TASK DESCRIPTION: Can you render every line of the data below as a Markdown table with the columns "No." and "Line", numbering each row and omitting blank lines?

Stored items
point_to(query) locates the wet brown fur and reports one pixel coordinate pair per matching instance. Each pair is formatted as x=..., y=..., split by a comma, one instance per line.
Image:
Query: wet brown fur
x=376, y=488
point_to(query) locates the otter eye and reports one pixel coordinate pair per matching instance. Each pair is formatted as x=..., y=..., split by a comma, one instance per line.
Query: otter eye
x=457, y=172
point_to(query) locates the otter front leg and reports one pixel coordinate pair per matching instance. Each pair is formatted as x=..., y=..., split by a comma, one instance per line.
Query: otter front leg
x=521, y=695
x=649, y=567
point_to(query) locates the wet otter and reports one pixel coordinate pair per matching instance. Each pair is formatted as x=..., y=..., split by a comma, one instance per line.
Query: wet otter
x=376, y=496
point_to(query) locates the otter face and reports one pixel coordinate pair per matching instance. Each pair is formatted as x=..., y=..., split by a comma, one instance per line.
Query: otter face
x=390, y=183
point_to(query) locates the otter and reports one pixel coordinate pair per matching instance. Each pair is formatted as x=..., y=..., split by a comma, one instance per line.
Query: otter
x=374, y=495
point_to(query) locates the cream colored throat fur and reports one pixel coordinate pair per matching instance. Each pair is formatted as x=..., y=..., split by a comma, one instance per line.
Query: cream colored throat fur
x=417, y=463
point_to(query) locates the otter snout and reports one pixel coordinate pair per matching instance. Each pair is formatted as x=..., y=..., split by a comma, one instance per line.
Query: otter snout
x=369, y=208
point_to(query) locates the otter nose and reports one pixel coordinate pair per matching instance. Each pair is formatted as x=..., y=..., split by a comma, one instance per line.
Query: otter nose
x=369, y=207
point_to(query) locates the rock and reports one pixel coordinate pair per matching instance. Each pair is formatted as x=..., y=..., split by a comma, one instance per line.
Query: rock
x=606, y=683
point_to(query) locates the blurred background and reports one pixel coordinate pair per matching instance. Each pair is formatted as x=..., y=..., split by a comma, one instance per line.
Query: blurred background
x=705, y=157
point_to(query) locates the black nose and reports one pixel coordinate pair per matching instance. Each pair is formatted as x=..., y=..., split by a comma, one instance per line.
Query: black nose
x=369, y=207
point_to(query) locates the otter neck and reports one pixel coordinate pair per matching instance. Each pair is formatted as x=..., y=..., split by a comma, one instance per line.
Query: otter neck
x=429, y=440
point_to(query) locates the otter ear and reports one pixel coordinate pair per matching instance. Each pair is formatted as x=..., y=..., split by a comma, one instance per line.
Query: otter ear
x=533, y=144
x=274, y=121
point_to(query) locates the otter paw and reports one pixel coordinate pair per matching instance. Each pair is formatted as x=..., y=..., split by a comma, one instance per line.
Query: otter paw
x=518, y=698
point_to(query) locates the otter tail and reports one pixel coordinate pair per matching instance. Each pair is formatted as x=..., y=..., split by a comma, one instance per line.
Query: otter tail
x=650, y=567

REPLY:
| No. | Line |
|---|---|
| 1 | point_to(query) locates the wet brown fur and reports one pixel coordinate pair per matching instance. Each pair is formatted as x=..., y=..., split by a comma, one instance per line. |
| 2 | Image: |
| 3 | Query: wet brown fur |
| 4 | x=376, y=488 |
| 5 | point_to(query) locates the otter eye and reports one pixel coordinate pair per matching instance. Each pair is formatted as x=..., y=..., split by a comma, one instance per line. |
| 6 | Query: otter eye |
| 7 | x=457, y=172 |
| 8 | point_to(query) locates the otter front leg and reports one pixel coordinate pair per matching instance. Each pair is formatted as x=..., y=..., split by a comma, one instance per line. |
| 9 | Query: otter front leg |
| 10 | x=521, y=695 |
| 11 | x=649, y=567 |
| 12 | point_to(query) locates the wet otter and reports one pixel coordinate pair per matching instance. Each pair is formatted as x=..., y=..., split by a comma, one instance per line. |
| 13 | Query: wet otter |
| 14 | x=376, y=496 |
| 15 | point_to(query) locates the otter face and reports one pixel coordinate pair per matching instance. Each pair is formatted as x=..., y=..., split by a comma, one instance per line. |
| 16 | Query: otter face |
| 17 | x=390, y=183 |
| 18 | point_to(query) locates the otter and reports one pixel coordinate pair per matching instance. Each pair is formatted as x=..., y=..., split by a comma, one instance per line. |
| 19 | Query: otter |
| 20 | x=374, y=495 |
| 21 | point_to(query) locates the cream colored throat fur and reports one pixel coordinate pair per matching instance. Each pair is formatted as x=..., y=..., split by a comma, one instance per line. |
| 22 | Query: cream colored throat fur |
| 23 | x=417, y=463 |
| 24 | point_to(query) locates the otter snout and reports one pixel coordinate pair per matching instance. Each pair is formatted as x=..., y=..., split by a comma, one instance per line. |
| 25 | Query: otter snout |
| 26 | x=369, y=208 |
| 27 | point_to(query) locates the otter nose and reports one pixel coordinate pair per matching instance. Each pair is formatted as x=..., y=..., split by a comma, one instance per line. |
| 28 | Query: otter nose |
| 29 | x=369, y=207 |
| 30 | point_to(query) locates the rock and reports one pixel coordinate pair per matching instance. Each pair is formatted as x=..., y=..., split by a comma, one instance per line. |
| 31 | Query: rock |
| 32 | x=606, y=683 |
| 33 | point_to(query) locates the blurred background and reports one pixel coordinate pair per matching instance. Each pair is formatted as x=..., y=..., split by a comma, one instance per line. |
| 34 | Query: blurred background |
| 35 | x=705, y=157 |
| 36 | point_to(query) locates the black nose and reports one pixel coordinate pair per matching instance. Each pair is formatted as x=..., y=..., split by a comma, one instance per line. |
| 37 | Query: black nose |
| 38 | x=369, y=207 |
| 39 | point_to(query) locates the otter neck and reports one pixel coordinate pair per matching instance. Each pair is formatted as x=..., y=..., split by a comma, one instance per line. |
| 40 | Query: otter neck |
| 41 | x=429, y=440 |
| 42 | point_to(query) locates the otter ear and reports one pixel coordinate pair per matching instance. Each pair is formatted as x=..., y=..., split by a comma, one instance per line. |
| 43 | Query: otter ear |
| 44 | x=533, y=144 |
| 45 | x=274, y=121 |
| 46 | point_to(query) locates the otter paw and reports one pixel coordinate pair per matching instance. Each pair is formatted as x=..., y=..., split by a comma, one instance per line. |
| 47 | Query: otter paw |
| 48 | x=518, y=698 |
| 49 | point_to(query) locates the otter tail and reports one pixel coordinate pair per matching instance. Each pair is formatted as x=..., y=..., split by a comma, one instance per line. |
| 50 | Query: otter tail |
| 51 | x=650, y=567 |